Exercise details: Every line in the entries that holds the word "appear" counts toward the answer, which should be a single number.

[Data section — start]

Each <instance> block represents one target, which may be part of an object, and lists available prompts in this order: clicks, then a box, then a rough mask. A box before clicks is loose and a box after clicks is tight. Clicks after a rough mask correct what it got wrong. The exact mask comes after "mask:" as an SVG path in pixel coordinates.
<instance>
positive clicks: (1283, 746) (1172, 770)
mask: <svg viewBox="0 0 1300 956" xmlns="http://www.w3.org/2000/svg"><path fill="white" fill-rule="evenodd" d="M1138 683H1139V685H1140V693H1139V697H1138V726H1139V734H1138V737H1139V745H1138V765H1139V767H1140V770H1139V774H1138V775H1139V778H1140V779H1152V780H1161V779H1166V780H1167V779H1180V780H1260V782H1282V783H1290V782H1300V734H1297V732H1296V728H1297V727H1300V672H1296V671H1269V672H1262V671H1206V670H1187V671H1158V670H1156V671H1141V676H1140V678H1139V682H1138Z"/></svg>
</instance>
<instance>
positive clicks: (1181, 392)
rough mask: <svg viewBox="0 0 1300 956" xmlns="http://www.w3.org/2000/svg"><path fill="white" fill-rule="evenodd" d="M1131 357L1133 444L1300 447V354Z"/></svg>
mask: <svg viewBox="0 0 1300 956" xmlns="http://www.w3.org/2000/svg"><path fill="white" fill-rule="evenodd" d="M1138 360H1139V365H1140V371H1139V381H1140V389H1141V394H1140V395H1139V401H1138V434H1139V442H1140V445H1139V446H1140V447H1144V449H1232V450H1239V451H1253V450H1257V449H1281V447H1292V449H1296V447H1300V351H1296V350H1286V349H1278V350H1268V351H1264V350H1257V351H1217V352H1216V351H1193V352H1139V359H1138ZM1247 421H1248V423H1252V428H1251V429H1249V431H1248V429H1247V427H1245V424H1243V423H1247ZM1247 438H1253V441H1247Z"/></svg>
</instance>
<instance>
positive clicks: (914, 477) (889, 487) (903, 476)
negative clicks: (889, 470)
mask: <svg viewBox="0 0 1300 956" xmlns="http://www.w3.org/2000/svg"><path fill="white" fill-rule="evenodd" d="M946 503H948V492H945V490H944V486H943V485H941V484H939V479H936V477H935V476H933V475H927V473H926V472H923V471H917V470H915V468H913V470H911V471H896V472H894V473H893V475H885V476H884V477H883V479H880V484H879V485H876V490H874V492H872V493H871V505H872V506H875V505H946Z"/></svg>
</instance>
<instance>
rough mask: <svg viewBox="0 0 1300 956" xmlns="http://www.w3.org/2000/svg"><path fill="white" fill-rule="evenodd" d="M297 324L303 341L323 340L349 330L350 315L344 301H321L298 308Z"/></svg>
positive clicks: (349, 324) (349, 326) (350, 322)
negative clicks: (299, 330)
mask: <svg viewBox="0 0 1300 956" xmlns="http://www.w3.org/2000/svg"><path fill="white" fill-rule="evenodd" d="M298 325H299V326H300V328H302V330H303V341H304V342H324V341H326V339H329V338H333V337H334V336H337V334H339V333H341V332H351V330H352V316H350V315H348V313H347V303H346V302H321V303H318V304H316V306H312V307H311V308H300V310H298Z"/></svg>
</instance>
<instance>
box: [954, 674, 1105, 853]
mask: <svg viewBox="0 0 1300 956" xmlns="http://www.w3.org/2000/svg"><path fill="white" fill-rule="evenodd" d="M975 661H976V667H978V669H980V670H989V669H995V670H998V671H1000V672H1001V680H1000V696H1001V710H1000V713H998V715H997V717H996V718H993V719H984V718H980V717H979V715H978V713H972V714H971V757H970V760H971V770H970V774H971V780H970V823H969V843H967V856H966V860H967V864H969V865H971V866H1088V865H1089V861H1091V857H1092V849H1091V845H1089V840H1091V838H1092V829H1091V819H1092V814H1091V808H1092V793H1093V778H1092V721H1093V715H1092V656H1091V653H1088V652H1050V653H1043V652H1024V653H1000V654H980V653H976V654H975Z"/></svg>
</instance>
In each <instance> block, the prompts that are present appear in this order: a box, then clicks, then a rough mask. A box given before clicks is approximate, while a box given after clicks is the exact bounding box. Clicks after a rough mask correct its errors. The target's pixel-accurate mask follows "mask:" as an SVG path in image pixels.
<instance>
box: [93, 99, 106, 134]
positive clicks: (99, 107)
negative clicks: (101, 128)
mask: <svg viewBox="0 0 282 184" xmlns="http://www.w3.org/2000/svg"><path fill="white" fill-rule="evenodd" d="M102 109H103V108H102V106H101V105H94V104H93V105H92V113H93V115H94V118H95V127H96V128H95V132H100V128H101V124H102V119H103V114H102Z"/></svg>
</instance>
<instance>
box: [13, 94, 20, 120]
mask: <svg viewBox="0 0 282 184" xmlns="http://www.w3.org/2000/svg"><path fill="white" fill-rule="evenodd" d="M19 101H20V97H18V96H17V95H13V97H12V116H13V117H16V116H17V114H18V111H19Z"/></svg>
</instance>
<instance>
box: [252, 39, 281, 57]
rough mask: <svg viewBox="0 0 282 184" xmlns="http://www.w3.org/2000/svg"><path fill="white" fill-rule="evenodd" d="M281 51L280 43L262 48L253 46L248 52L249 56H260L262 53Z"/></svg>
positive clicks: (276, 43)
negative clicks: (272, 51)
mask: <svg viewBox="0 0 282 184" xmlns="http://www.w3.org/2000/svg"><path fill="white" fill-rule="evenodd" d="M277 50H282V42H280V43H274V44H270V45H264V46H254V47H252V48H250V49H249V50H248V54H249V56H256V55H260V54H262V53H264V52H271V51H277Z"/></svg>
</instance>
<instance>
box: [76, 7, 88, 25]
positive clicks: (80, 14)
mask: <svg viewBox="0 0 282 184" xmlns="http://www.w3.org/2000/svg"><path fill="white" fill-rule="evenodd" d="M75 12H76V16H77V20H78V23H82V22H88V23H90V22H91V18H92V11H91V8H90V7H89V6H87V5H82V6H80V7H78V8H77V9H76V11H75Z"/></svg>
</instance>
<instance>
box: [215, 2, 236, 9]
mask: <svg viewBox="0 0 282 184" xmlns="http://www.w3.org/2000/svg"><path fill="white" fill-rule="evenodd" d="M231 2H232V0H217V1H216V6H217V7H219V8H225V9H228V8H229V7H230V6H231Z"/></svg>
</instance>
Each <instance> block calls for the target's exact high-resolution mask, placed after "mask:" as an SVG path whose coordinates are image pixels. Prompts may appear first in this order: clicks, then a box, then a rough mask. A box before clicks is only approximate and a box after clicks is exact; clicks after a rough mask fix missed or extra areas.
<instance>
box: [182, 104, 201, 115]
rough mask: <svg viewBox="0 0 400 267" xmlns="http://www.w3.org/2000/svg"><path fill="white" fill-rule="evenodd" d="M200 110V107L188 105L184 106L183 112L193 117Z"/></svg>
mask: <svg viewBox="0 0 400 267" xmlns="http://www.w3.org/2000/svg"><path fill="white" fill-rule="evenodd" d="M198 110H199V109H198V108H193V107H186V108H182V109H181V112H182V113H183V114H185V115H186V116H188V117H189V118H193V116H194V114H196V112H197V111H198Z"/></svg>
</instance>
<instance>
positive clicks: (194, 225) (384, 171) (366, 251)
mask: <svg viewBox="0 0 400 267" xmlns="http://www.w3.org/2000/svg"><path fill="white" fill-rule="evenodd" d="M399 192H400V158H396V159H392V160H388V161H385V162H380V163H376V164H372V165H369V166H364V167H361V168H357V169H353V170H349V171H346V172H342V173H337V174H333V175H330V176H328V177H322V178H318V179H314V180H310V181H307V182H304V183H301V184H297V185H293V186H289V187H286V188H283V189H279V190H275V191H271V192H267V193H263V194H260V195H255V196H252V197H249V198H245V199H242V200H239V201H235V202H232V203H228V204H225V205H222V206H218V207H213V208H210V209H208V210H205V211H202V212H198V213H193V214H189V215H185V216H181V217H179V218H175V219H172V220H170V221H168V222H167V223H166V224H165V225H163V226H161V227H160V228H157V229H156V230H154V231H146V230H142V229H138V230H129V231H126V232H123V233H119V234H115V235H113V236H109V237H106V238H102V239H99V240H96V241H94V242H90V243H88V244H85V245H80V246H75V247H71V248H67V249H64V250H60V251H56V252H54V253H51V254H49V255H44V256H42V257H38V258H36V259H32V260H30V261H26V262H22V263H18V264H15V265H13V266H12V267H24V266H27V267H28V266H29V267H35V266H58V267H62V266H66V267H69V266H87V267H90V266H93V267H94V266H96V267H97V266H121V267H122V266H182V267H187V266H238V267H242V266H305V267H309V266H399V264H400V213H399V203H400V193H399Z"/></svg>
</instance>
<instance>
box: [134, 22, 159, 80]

[Data section — finish]

Task solution: 2